● **INSTRUCTIONS FOR THE TASK**:
Repeat every line of the material, character for character.

---------------

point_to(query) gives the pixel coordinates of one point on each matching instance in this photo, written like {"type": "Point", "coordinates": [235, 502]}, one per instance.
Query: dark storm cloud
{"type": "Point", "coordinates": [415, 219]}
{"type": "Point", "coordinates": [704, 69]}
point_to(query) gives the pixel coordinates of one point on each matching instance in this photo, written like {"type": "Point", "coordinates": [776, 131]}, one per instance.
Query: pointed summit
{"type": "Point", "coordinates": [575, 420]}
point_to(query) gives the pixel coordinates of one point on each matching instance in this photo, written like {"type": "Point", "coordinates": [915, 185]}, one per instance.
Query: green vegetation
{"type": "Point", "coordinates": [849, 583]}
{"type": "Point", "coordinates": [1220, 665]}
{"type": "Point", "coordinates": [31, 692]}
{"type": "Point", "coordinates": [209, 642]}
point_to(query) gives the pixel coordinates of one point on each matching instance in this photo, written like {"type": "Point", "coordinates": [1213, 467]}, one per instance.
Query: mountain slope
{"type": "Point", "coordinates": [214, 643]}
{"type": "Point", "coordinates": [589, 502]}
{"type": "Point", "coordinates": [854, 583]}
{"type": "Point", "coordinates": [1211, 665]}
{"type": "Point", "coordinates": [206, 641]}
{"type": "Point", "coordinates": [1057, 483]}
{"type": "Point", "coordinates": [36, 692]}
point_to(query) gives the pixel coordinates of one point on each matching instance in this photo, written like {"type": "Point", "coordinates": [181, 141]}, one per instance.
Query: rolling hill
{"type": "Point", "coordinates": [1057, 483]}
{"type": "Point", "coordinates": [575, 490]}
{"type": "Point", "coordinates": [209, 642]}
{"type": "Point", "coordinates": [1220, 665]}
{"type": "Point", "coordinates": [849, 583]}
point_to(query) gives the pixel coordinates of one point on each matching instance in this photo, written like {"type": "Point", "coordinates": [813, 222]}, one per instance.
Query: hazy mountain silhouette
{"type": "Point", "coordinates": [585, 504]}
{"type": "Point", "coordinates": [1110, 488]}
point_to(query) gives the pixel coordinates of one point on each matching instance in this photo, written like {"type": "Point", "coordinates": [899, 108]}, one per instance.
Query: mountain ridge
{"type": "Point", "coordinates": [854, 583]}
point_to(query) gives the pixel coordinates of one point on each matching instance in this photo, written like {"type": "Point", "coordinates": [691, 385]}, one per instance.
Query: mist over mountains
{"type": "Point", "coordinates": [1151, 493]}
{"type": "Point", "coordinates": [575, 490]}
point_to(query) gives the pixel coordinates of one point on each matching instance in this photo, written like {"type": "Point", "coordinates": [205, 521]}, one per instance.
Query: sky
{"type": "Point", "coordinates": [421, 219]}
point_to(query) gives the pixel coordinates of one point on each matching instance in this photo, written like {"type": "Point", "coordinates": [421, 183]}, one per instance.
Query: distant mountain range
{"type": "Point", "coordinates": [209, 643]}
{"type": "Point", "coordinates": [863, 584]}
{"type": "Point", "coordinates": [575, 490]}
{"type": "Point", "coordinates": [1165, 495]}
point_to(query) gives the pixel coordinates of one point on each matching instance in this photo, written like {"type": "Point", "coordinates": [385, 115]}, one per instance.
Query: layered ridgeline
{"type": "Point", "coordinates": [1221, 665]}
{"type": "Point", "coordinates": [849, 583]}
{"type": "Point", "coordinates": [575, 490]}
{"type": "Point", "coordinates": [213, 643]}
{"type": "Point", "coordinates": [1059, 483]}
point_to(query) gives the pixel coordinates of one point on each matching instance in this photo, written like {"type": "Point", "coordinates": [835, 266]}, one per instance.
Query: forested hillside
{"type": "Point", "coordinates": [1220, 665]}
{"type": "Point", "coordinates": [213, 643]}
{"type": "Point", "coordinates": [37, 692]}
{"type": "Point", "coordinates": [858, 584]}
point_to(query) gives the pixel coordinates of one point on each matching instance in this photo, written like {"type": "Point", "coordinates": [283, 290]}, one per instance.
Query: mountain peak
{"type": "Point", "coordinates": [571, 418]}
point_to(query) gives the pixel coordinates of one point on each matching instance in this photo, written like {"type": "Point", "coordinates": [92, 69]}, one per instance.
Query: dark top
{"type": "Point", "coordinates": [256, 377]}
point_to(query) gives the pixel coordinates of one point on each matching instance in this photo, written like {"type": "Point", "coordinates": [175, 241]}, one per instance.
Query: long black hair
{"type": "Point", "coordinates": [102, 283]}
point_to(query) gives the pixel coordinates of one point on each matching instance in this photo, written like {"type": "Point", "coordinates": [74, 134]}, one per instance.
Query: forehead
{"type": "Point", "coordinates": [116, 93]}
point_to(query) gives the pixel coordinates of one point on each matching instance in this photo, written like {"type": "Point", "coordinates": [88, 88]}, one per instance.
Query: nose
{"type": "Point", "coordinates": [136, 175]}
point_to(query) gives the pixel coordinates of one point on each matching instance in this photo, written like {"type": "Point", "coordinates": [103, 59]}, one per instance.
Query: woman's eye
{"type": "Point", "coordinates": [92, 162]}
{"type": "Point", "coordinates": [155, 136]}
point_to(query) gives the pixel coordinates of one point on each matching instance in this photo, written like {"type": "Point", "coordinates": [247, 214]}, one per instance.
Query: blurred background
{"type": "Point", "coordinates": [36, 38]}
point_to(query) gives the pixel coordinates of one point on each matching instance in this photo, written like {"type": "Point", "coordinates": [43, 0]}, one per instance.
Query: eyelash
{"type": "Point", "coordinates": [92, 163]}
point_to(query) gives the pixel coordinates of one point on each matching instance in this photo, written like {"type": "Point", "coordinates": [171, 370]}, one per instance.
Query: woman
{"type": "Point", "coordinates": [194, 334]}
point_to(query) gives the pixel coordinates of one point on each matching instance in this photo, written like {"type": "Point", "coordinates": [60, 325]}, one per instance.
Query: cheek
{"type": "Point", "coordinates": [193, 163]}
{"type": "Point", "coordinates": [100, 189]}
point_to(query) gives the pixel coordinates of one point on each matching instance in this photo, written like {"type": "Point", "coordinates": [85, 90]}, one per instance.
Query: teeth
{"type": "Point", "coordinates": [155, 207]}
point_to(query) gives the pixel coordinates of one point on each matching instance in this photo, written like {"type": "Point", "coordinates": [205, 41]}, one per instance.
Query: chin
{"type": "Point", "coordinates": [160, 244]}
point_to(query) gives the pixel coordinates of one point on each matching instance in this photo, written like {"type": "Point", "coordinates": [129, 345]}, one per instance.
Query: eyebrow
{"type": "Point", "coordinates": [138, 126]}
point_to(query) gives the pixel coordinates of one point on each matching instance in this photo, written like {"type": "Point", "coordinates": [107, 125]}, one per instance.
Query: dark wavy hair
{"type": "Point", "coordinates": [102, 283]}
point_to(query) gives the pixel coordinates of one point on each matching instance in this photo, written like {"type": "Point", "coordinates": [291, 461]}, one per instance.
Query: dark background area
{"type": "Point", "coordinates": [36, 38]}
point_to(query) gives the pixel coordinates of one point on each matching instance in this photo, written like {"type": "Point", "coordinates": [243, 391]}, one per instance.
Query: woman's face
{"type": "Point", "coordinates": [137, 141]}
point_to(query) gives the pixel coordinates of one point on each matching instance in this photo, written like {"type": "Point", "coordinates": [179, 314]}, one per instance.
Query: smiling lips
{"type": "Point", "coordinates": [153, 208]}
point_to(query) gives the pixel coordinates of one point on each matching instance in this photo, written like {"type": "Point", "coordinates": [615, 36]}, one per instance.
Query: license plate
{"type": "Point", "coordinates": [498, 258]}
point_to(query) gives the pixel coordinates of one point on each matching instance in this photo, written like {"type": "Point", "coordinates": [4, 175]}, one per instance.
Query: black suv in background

---------------

● **FULL ANSWER**:
point_to(query) gives the pixel coordinates of one point on each matching instance in this photo, written like {"type": "Point", "coordinates": [235, 502]}, one per instance.
Query: dark storm cloud
{"type": "Point", "coordinates": [415, 219]}
{"type": "Point", "coordinates": [704, 69]}
point_to(query) gives the pixel coordinates of one point on each matching instance in this photo, written like {"type": "Point", "coordinates": [776, 131]}, one per instance.
Query: pointed summit
{"type": "Point", "coordinates": [575, 420]}
point_to(query) gives the pixel coordinates of one point on each matching instance in this photo, written like {"type": "Point", "coordinates": [915, 185]}, one per instance.
Query: green vegetation
{"type": "Point", "coordinates": [849, 583]}
{"type": "Point", "coordinates": [1220, 665]}
{"type": "Point", "coordinates": [31, 692]}
{"type": "Point", "coordinates": [209, 642]}
point_to(query) gives the pixel coordinates of one point on each matching instance in this photo, written like {"type": "Point", "coordinates": [1213, 467]}, one per instance.
Query: mountain slope
{"type": "Point", "coordinates": [214, 643]}
{"type": "Point", "coordinates": [589, 502]}
{"type": "Point", "coordinates": [854, 583]}
{"type": "Point", "coordinates": [1211, 665]}
{"type": "Point", "coordinates": [206, 641]}
{"type": "Point", "coordinates": [1057, 483]}
{"type": "Point", "coordinates": [36, 692]}
point_to(query) gives the pixel coordinates of one point on each matching instance in this photo, written like {"type": "Point", "coordinates": [181, 141]}, one per instance.
Query: rolling hill
{"type": "Point", "coordinates": [1057, 483]}
{"type": "Point", "coordinates": [575, 490]}
{"type": "Point", "coordinates": [209, 642]}
{"type": "Point", "coordinates": [1220, 665]}
{"type": "Point", "coordinates": [849, 583]}
point_to(query) gives the pixel coordinates of one point on each matching instance in this photo, written like {"type": "Point", "coordinates": [813, 222]}, one per instance.
Query: hazy mountain silhouette
{"type": "Point", "coordinates": [585, 504]}
{"type": "Point", "coordinates": [1110, 488]}
point_to(query) gives the pixel coordinates of one point on each matching instance in this photo, written like {"type": "Point", "coordinates": [899, 108]}, one per instance.
Query: mountain ridge
{"type": "Point", "coordinates": [854, 583]}
point_to(query) gives the pixel coordinates of one point on each matching instance in this photo, written like {"type": "Point", "coordinates": [691, 385]}, one per instance.
Query: mist over mountains
{"type": "Point", "coordinates": [1151, 493]}
{"type": "Point", "coordinates": [575, 490]}
point_to(query) gives the pixel coordinates of one point on each matching instance in this photo, written like {"type": "Point", "coordinates": [205, 521]}, one per instance.
Query: sky
{"type": "Point", "coordinates": [421, 219]}
point_to(query) gives the pixel coordinates of one point on each matching instance in this photo, written like {"type": "Point", "coordinates": [421, 183]}, one per instance.
Query: distant mountain range
{"type": "Point", "coordinates": [209, 643]}
{"type": "Point", "coordinates": [863, 584]}
{"type": "Point", "coordinates": [575, 490]}
{"type": "Point", "coordinates": [1165, 495]}
point_to(query) gives the pixel coordinates of one point on each matching instance in this photo, written like {"type": "Point", "coordinates": [385, 115]}, one per instance.
Query: layered ridgeline
{"type": "Point", "coordinates": [1221, 665]}
{"type": "Point", "coordinates": [849, 583]}
{"type": "Point", "coordinates": [575, 490]}
{"type": "Point", "coordinates": [213, 643]}
{"type": "Point", "coordinates": [1059, 483]}
point_to(query) gives the pixel coordinates of one point on each matching instance in this photo, written like {"type": "Point", "coordinates": [835, 266]}, one per instance.
Query: forested hillside
{"type": "Point", "coordinates": [1220, 665]}
{"type": "Point", "coordinates": [213, 643]}
{"type": "Point", "coordinates": [37, 692]}
{"type": "Point", "coordinates": [858, 584]}
point_to(query) gives the pixel coordinates of one point on each matching instance in this photo, written like {"type": "Point", "coordinates": [283, 290]}, one per instance.
Query: mountain peak
{"type": "Point", "coordinates": [571, 418]}
point_to(query) gives the pixel coordinates of one point on each matching instance in this photo, written like {"type": "Point", "coordinates": [92, 69]}, one per instance.
Query: dark top
{"type": "Point", "coordinates": [256, 377]}
point_to(query) gives the pixel coordinates of one point on each matching instance in this photo, written like {"type": "Point", "coordinates": [175, 241]}, one per instance.
Query: long black hair
{"type": "Point", "coordinates": [102, 283]}
point_to(query) gives the pixel coordinates of one point on each matching instance in this photo, written like {"type": "Point", "coordinates": [74, 134]}, one per instance.
Query: forehead
{"type": "Point", "coordinates": [116, 93]}
point_to(query) gives the pixel coordinates of one point on each matching instance in this photo, written like {"type": "Point", "coordinates": [88, 88]}, one per instance.
Query: nose
{"type": "Point", "coordinates": [136, 175]}
point_to(query) gives the pixel coordinates of one point on each matching instance in this photo, written like {"type": "Point", "coordinates": [103, 59]}, one per instance.
Query: woman's eye
{"type": "Point", "coordinates": [92, 162]}
{"type": "Point", "coordinates": [155, 136]}
point_to(query) gives the pixel coordinates of one point on each matching instance in this photo, written like {"type": "Point", "coordinates": [247, 214]}, one per instance.
Query: blurred background
{"type": "Point", "coordinates": [36, 38]}
point_to(query) gives the pixel coordinates of one point on each matching instance in this photo, written like {"type": "Point", "coordinates": [43, 0]}, one per instance.
Query: eyelash
{"type": "Point", "coordinates": [92, 163]}
point_to(query) gives the pixel coordinates of one point on each matching instance in this photo, written like {"type": "Point", "coordinates": [171, 370]}, one per instance.
Query: woman
{"type": "Point", "coordinates": [194, 334]}
point_to(query) gives the pixel coordinates of one point on each matching instance in this photo, written like {"type": "Point", "coordinates": [60, 325]}, one per instance.
Query: cheek
{"type": "Point", "coordinates": [193, 163]}
{"type": "Point", "coordinates": [100, 189]}
point_to(query) gives the pixel coordinates of one point on each matching instance in this photo, written like {"type": "Point", "coordinates": [85, 90]}, one per instance.
Query: teeth
{"type": "Point", "coordinates": [155, 207]}
point_to(query) gives the pixel coordinates of one point on each matching instance in this photo, written like {"type": "Point", "coordinates": [205, 41]}, one per instance.
Query: chin
{"type": "Point", "coordinates": [160, 244]}
point_to(query) gives the pixel coordinates of one point on each matching instance in this photo, written like {"type": "Point", "coordinates": [129, 345]}, one per instance.
Query: eyebrow
{"type": "Point", "coordinates": [138, 126]}
point_to(query) gives the pixel coordinates of one point on each matching instance in this photo, written like {"type": "Point", "coordinates": [107, 125]}, one per instance.
Query: dark wavy hair
{"type": "Point", "coordinates": [102, 283]}
point_to(query) gives the pixel coordinates of one point on each matching instance in this photo, written like {"type": "Point", "coordinates": [291, 461]}, one per instance.
Query: dark background area
{"type": "Point", "coordinates": [36, 38]}
point_to(query) gives the pixel coordinates of one point on each matching instance in this photo, written like {"type": "Point", "coordinates": [243, 391]}, one per instance.
Query: woman's face
{"type": "Point", "coordinates": [137, 141]}
point_to(query) gives the pixel coordinates of one point on each matching instance in this photo, written like {"type": "Point", "coordinates": [179, 314]}, one per instance.
Query: smiling lips
{"type": "Point", "coordinates": [153, 208]}
point_to(query) gives the pixel coordinates of one point on each matching instance in this photo, written like {"type": "Point", "coordinates": [615, 36]}, one per instance.
Query: license plate
{"type": "Point", "coordinates": [498, 258]}
point_to(query) gives the pixel coordinates of one point on each matching instance in this photo, written like {"type": "Point", "coordinates": [4, 175]}, one per instance.
Query: black suv in background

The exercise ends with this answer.